▸ **SELECTED EXTRACT**:
>>>>
This isn't Barnum's, his was lost in a fire, but it's a good representation of one.


----------



## Stringy_Jack (Oct 28, 2011)

This is such a cool idea, I might have to do a small one in my garage.


----------



## pumpkinking30 (Aug 27, 2012)

Hey, I just got back from the Animal Kingdom park at Disney. I know it has nothing to do with Halloween, and isn't creepy in any way, but I wanted to send you these pictures I took of some of their scientific animal displays. I thought they might give you some ideas on setting up the scenes and and artifacts you create and on giving your area a "working research museum" feel if you want to go that direction with it. Hope they help.








































You could also use this idea to do "educational" black-board presentation props of various creatures/ oddities in your museum. It would be a good way to fill in walls and blank spaces. Also a good way to create a drop-down hatch for an actor to spring out of a wall.


----------



## Frankie's Girl (Aug 27, 2007)

LOVE oddities and have started amassing my own collection as well. 

You simply must check out Dave Lowe's blog site. He crafts sets and props professionally, and also happens to be a Halloween nut like the rest of us on here.
http://davelowe.blogspot.com/

Scroll down and look on the right side for his "prop cabinet of curiosities" section. There are TONS of ideas there. Some of my faves:

Sleepy Hollow Horseshoe

Invisible Man Specimen Jar

Captain Hook's Hand




I've made all three of these:
http://imakeprojects.com/Projects/halloween-jars/


I also have a couple that I made out of found objects: 

Sweeny Todd Razor

Poison Puffer Fish

Mad Scientist's Beating Heart

There are tons of cool things you could make with references to literature and horror. Did you see the movie "Cabin In The Woods?" They had a scene where the kids were in the basement messing with a ton of old junk... that just happened to be connected to horror icons. All you have to do is think about items/props that will remind you of a key thing in the movie or story, and write up a label that references it if it's not 100% clear what it is supposed to be. I find things in thrift shops that would work, or else it would be really fun to build them.
<<<<
▸ **MATERIAL SUPPLIED**:
>>>>
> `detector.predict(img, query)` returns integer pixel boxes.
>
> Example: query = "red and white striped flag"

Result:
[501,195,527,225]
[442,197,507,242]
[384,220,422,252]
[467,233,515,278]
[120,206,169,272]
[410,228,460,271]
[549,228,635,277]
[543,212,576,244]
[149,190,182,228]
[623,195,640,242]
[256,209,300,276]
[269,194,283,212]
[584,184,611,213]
<<<<
▸ **PROBLEM REQUIREMENTS**: Could you continue the forum thread on Halloween oddity props from the point where it stops? The lines have no connection to the forum thread on Halloween oddity props.

▸ **OUTPUT OF THE EXERCISE**:
----------



## pumpkinking30 (Aug 27, 2012)

Thanks Frankie's Girl. Dave Lowe's site has a ton of cool ideas. Now I'm going to have to try some of these myself.


----------



## BlueFrog (Oct 20, 2009)

*pumpkinking30*, thanks so much for those terrific reference photos! I see several good ideas, especially those blackboards, I never would have thought of those but they're perfect.

*Frankie's Ghoul*, thank you for the reminder about Dave Lowe's site. I'd been to his site in the distant past but don't ever remember the wunderkammer section. Also, mad love for your Sweeney Todd razor! That's one I was hoping to include in my display and you've done it perfectly. 

More fun reading and propping ahead, yay!


----------



## Kelloween (Jun 8, 2012)

check out this site..its great

http://www.pandorasparlor.com/ ..maybe some ideas!


----------



## pumpkinking30 (Aug 27, 2012)

Looking at Dave Lowe's projects gave me another idea that you could use. You could have a top hat and old scalpel (with fake dried blood if you wish) in a case with the label "Found in an alleyway by Scotland yard detectives in the Whitechapel District, London, England-1889." This would be an effective and pretty cheap prop to assemble. 
Also, check out the link to the Syfy Channel's "Haunted Collector" site. It has some photos of objects that he has removed from various places that might be haunted. It might give you some more ideas.


----------



## Minshe (Jul 7, 2011)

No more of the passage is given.